>> start Supplied records
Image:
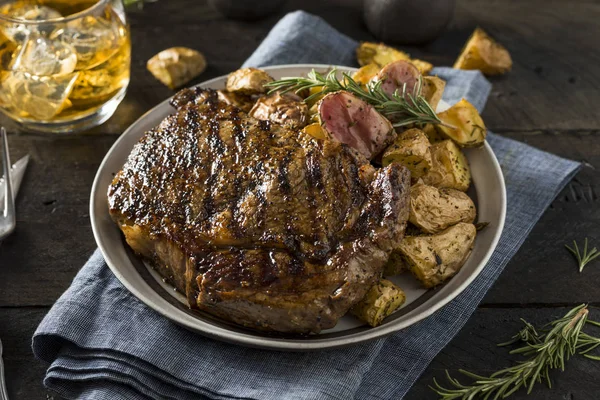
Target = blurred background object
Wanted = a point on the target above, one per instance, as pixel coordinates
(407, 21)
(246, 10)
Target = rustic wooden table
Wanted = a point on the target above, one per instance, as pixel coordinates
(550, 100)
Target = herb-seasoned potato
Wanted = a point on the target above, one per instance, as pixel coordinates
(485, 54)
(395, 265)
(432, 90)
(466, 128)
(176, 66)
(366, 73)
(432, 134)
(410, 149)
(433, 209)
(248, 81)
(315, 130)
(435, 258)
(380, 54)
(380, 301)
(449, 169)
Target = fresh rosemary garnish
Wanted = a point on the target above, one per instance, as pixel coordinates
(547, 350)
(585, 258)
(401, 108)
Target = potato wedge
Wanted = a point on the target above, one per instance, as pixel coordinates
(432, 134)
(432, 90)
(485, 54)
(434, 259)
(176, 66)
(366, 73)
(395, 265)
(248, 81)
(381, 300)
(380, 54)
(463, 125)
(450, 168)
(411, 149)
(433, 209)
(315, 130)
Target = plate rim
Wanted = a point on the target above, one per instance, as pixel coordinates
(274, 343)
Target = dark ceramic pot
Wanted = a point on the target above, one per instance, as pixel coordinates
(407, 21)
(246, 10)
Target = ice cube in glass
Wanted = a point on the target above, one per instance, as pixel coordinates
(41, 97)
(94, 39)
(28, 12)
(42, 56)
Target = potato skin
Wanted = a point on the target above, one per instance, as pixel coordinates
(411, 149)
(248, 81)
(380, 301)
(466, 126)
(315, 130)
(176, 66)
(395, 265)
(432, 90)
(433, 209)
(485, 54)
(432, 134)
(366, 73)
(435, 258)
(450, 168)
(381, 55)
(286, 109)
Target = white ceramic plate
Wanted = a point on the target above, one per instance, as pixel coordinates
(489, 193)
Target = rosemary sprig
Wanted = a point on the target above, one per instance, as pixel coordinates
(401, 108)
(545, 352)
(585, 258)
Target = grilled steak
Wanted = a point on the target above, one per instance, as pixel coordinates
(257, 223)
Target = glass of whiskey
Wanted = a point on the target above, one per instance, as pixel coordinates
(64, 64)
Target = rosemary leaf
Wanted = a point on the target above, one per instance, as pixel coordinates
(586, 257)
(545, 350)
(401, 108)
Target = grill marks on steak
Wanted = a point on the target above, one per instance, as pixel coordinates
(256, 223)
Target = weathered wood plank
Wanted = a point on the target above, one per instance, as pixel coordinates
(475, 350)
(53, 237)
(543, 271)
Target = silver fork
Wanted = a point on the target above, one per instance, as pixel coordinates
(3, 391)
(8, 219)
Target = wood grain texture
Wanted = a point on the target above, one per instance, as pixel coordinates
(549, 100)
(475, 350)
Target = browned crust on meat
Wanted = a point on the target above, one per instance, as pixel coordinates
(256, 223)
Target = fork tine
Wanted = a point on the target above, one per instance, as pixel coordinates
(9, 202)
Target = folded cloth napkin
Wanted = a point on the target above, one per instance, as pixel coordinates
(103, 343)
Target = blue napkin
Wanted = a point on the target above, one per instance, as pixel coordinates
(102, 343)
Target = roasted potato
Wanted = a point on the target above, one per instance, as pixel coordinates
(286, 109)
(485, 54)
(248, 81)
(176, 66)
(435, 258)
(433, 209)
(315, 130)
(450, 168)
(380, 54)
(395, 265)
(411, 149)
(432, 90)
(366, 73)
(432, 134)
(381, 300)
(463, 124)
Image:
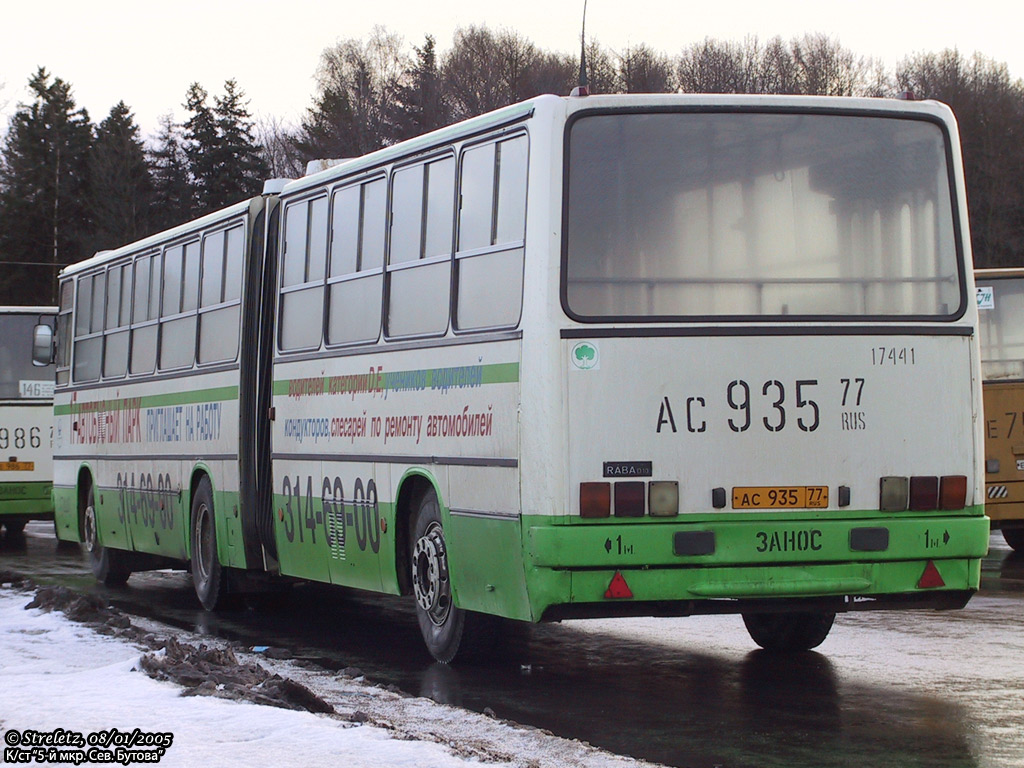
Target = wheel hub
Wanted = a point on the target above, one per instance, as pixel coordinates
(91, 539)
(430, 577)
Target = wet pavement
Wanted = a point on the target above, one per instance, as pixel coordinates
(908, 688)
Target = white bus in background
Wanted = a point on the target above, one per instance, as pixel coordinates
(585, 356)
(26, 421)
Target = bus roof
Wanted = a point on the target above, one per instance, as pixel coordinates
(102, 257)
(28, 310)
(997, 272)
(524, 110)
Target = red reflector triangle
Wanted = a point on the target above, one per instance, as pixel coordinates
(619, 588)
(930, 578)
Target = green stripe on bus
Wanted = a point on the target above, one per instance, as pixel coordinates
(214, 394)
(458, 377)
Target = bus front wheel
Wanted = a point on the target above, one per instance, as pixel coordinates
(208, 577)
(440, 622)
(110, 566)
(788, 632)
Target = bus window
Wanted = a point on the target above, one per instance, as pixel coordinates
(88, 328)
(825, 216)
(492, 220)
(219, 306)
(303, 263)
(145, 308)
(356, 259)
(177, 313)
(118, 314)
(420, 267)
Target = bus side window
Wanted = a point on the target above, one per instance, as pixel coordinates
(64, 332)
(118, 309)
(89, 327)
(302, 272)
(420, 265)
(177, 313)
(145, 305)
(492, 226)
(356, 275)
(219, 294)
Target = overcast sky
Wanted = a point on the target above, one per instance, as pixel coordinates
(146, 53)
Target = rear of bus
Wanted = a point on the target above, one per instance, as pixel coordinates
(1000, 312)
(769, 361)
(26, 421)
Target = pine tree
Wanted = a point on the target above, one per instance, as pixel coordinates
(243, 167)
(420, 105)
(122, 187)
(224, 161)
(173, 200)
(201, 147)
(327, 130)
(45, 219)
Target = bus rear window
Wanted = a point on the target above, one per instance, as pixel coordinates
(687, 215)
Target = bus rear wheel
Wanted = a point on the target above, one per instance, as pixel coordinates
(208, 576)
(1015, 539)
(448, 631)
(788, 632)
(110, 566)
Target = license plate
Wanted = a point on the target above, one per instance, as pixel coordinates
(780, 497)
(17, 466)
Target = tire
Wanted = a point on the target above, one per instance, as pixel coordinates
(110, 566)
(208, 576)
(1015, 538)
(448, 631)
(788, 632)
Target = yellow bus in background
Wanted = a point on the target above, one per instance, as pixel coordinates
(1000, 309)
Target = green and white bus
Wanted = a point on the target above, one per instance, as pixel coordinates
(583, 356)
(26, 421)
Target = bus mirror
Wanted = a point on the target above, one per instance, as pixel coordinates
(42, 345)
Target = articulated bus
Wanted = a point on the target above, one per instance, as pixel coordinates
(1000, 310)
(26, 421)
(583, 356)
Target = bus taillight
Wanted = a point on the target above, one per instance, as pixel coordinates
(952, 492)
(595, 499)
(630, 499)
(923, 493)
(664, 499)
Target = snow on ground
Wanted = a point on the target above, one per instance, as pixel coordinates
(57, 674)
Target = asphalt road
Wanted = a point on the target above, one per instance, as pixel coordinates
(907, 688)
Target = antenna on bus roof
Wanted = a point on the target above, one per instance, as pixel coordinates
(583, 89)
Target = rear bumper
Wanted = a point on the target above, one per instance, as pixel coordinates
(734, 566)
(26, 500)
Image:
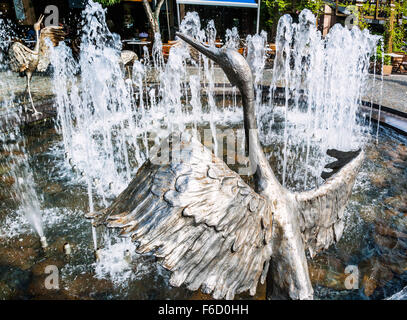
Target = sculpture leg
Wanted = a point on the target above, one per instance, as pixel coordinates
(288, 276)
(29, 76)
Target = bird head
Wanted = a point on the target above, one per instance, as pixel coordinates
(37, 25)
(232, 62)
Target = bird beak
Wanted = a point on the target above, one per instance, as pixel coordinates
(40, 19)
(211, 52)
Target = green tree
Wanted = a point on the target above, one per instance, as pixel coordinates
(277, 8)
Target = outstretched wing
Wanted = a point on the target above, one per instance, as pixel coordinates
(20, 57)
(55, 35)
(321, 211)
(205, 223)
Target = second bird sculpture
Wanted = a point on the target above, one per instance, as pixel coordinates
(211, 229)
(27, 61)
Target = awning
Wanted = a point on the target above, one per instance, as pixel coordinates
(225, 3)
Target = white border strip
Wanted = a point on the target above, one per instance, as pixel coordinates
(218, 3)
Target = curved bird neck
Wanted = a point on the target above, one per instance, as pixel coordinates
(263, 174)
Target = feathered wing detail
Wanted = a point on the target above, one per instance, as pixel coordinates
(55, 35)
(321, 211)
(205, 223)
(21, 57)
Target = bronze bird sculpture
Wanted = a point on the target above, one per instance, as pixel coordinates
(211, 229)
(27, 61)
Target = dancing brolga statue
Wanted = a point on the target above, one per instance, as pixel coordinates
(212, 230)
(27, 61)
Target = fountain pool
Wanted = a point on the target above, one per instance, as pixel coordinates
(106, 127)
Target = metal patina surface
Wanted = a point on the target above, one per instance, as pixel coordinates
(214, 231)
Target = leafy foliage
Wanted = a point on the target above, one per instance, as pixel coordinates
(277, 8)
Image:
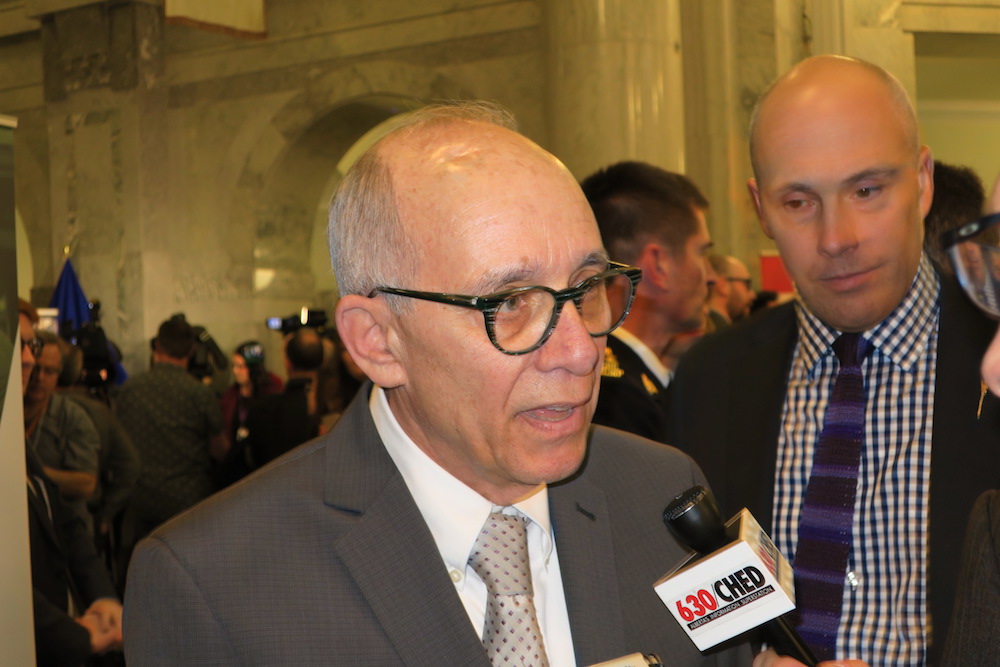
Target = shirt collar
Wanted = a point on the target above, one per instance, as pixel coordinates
>> end Supplied records
>> start Supplied records
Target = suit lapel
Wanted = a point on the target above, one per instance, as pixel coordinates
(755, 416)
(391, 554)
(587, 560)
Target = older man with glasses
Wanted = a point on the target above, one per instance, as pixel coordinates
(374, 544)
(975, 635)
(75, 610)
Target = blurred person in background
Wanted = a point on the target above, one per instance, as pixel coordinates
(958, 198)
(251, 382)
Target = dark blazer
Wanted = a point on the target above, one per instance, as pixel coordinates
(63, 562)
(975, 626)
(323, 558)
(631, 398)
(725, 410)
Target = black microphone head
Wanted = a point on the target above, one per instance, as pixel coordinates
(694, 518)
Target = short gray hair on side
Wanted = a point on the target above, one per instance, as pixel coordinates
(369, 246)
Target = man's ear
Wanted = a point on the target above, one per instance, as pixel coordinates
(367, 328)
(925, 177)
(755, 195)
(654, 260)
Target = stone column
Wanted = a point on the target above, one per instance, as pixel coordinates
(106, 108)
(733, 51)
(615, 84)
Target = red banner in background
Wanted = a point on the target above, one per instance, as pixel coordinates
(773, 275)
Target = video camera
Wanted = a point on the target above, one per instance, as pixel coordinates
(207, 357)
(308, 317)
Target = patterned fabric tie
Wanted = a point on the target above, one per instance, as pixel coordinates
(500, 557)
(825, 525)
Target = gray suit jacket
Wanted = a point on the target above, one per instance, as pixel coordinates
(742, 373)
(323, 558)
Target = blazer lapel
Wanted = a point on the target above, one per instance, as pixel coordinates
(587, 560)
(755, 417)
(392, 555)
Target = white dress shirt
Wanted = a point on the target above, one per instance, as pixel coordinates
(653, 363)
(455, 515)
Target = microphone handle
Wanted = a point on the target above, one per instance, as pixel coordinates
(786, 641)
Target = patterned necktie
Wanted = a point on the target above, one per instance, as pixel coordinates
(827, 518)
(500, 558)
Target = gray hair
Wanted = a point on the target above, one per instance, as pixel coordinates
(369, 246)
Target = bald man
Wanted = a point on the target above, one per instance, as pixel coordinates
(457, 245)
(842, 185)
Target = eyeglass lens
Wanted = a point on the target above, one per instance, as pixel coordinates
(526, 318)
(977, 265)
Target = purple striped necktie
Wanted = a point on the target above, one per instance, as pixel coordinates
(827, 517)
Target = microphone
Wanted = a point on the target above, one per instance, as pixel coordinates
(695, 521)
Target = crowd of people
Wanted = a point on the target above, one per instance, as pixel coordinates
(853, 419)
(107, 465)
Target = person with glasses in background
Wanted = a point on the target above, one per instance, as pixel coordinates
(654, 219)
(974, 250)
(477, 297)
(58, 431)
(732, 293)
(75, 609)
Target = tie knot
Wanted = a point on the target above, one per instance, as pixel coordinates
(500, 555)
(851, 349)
>> end Supplied records
§ Work to be completed
Show every line in the data above that contains the word "wing", and treat uppercase and lowercase letters as different.

§ The reply
Target = outstretched wing
Target = feathered wing detail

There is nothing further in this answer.